§ **OBJETIVO A**
Determine si cada afirmación concuerda con el texto sobre el exilio de la familia Escobar, respondiendo sí o no y citando textualmente las palabras decisivas. (i) La familia llegó a Buenos Aires el 24 de diciembre de 1994. (ii) Los nuevos nombres se obtuvieron en una notaría de Bogotá. (iii) El litigio judicial contra los tíos se prolongó durante 13 años.
§ **OBJETIVO B**
Reproduzca sin cambios el fragmento del texto sobre el exilio de la familia Escobar que va de «Los enemigos de» a «de mi padre.», ambos incluidos.

Nos tocó volver a empezar la vida, reinventarnos. Yo había sido criado como
hijo de un millonario y cuando llegué a Argentina me tocó empezar a trabajar y
volver a empezar”, asegura Juan Pablo.
EXILIO
La
familia de Pablo Escobar Gaviria llegó a Buenos Aires el 24 de diciembre de
1994 con nuevos nombres, adquiridos seis meses antes en Colombia mediante un
procedimiento legal.
María
Isabel Santos y sus hijos Sebastián y Juana Marroquín Santos decidieron
instalarse en la capital argentina luego de una fallida estancia de tres días
en Maputo, Mozambique, donde pensaban radicar hasta que se dieron cuenta de que
ése era un país destruido por la guerra civil, donde no había supermercados ni
universidades.
Eligieron
Buenos Aires porque en Argentina no les pedían visa y en el viaje hacia Maputo
hicieron una escala en esa ciudad y les agradó el esplendor del verano austral
en sus calles. Sebastián, quien viajó al exilio con su novia Andrea, traía los
bolsillos llenos de joyas.
“No
llegamos a Argentina con las manos vacías, pero no llegamos con las manos
llenas. Llegamos con lo básico para alquilar un apartamento, ni siquiera para
comprar un vehículo. Yo llegué a estudiar, a prepararme y a trabajar
inmediatamente porque no teníamos forma de mantenernos.”
Juan
Pablo, Andrea, María Victoria y Manuela acordaron nunca más volverse a llamar
entre ellos con esos nombres sino con los que adquirieron en una notaría de
Medellín. Andrea eligió el de María Ángeles Sarmiento.
–Hablando
en plata, Sebastián, a ustedes les debe haber quedado una fortuna –se le
comenta.
–No.
Los enemigos de mi padre nos dijeron: “Si esconden una moneda, ustedes están
muertos”. Te imaginarás que con el nivel de violencia al que ya habíamos estado
expuestos no íbamos a ser tan estúpidos de querer esconder nada. Y fuera de
eso, terminamos con tan mala suerte que, con las traiciones familiares, lo poco
que se iba a salvar terminó siendo robado por los hermanos de mi padre.
Según
Sebastián, sus tíos Escobar Gaviria y su abuela Hermilda se lanzaron con
voracidad sobre la herencia y se apropiaron de varias fincas del capo que
estaban a nombre de terceros. “Nos robaron”. Sostiene que sus parientes incluso
falsificaron documentos.
Dice
que su tío Roberto, El Osito, subalterno de Pablo a lo largo de su carrera
delictiva, se apropió de 3 millones de dólares en efectivo que su padre había
dejado para ellos, mientras a su tía Alba Marina le pidieron recuperar varias
cajas de dólares escondidas en dos caletas en una casa en Medellín, pero se
quedó con el dinero.
Las
migajas de la fortuna del capo del Cártel de Medellín terminaron de repartirse
en 2014, cuando culminó un litigio judicial de 13 años promovido por Sebastián
y su hermana contra sus tíos Alba Marina, Gloria, Argemiro y Roberto Escobar
Gaviria.

§ **REGISTROS PROPORCIONADOS**
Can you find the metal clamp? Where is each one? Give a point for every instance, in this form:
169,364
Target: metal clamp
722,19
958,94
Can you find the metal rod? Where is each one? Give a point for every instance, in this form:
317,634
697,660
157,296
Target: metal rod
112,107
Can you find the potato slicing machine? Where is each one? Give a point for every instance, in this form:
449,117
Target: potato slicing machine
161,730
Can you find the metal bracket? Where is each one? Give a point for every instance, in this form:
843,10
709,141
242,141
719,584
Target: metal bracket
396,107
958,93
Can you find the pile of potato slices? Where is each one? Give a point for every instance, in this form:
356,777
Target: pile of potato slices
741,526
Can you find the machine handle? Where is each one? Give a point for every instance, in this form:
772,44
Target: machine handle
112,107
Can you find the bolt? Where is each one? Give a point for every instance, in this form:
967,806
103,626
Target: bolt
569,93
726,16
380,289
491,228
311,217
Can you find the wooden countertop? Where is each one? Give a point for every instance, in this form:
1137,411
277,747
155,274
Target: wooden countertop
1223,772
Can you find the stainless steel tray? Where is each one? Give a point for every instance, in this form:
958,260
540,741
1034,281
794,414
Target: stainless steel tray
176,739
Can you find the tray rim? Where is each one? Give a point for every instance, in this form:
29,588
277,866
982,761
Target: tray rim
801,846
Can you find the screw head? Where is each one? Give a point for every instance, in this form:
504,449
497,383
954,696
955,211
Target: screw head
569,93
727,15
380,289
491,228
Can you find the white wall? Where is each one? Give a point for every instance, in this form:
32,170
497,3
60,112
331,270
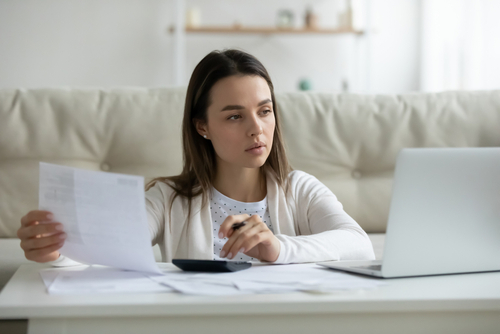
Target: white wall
124,43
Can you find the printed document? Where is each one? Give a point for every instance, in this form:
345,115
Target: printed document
103,214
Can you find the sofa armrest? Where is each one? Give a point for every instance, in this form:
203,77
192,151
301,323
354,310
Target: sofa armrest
11,258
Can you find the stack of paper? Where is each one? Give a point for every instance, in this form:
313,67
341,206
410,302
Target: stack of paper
257,279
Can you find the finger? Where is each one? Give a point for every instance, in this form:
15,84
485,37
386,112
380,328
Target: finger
39,229
229,249
226,226
39,254
256,239
36,215
36,243
247,240
253,219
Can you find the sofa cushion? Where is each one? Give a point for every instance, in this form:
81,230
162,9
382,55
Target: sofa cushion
350,142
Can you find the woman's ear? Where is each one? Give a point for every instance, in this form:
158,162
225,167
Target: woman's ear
201,128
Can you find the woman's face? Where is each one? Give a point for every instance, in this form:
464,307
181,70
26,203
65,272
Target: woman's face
239,118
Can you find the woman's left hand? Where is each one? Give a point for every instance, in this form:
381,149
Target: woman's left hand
254,239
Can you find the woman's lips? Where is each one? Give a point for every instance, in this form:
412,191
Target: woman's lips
257,150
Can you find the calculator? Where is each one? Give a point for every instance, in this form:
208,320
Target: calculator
211,265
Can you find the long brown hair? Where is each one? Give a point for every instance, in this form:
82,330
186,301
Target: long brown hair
199,156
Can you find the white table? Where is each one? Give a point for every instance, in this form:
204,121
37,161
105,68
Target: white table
467,303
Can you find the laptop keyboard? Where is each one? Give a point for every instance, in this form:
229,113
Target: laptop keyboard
377,267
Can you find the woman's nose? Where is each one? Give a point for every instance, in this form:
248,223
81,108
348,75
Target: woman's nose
255,127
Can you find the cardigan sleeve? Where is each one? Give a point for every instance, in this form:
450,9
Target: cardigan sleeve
326,231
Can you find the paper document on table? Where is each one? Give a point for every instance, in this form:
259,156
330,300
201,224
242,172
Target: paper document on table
267,279
99,279
103,214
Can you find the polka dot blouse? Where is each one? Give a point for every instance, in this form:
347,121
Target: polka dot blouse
221,207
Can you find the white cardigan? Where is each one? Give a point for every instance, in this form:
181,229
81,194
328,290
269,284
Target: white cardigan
310,224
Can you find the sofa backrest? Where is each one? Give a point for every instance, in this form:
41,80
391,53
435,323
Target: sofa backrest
348,141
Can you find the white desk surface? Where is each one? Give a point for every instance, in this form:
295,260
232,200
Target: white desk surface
25,297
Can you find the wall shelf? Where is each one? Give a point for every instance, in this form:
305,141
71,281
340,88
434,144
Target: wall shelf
236,29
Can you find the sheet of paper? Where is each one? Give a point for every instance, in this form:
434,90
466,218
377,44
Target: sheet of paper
266,279
104,280
104,216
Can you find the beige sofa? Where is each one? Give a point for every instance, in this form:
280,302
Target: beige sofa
348,141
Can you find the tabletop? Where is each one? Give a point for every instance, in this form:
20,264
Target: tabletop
25,296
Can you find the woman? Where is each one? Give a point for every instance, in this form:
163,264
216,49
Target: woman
235,170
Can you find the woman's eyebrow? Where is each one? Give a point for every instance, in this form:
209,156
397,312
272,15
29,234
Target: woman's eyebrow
236,106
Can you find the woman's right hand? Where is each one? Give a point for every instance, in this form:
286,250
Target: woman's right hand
40,236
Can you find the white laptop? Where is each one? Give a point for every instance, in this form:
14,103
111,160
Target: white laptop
444,216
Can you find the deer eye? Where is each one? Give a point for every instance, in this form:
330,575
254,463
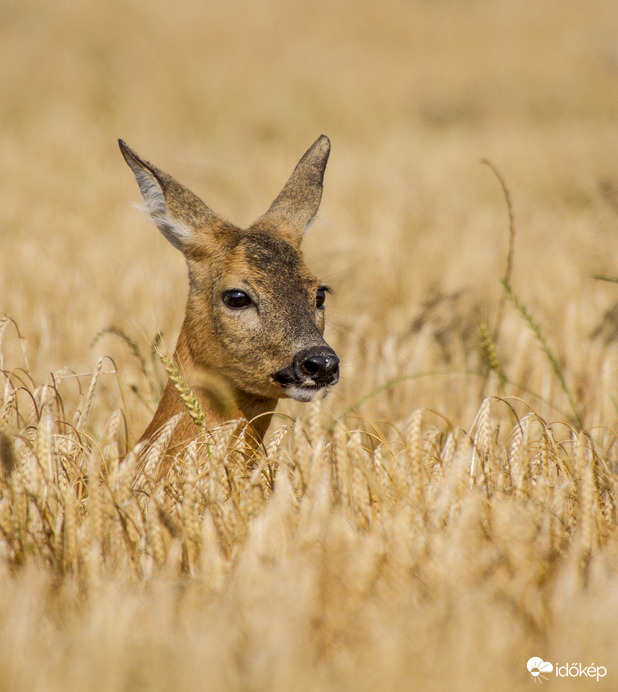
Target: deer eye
237,300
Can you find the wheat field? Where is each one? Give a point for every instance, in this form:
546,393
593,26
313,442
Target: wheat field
448,512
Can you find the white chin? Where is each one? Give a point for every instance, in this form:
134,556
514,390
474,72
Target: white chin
304,393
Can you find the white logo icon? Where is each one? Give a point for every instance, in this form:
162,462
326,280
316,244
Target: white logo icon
539,668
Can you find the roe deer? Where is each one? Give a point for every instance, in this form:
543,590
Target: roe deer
255,314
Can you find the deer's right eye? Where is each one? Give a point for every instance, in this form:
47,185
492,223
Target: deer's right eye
236,299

§ **RESPUESTA COMPLETA A**
(i) Sí: «La familia de Pablo Escobar Gaviria llegó a Buenos Aires el 24 de diciembre de 1994».
(ii) No: «los que adquirieron en una notaría de Medellín».
(iii) Sí: «culminó un litigio judicial de 13 años».

§ **RESPUESTA COMPLETA B**
Los enemigos de mi padre nos dijeron: “Si esconden una moneda, ustedes están
muertos”. Te imaginarás que con el nivel de violencia al que ya habíamos estado
expuestos no íbamos a ser tan estúpidos de querer esconder nada. Y fuera de
eso, terminamos con tan mala suerte que, con las traiciones familiares, lo poco
que se iba a salvar terminó siendo robado por los hermanos de mi padre.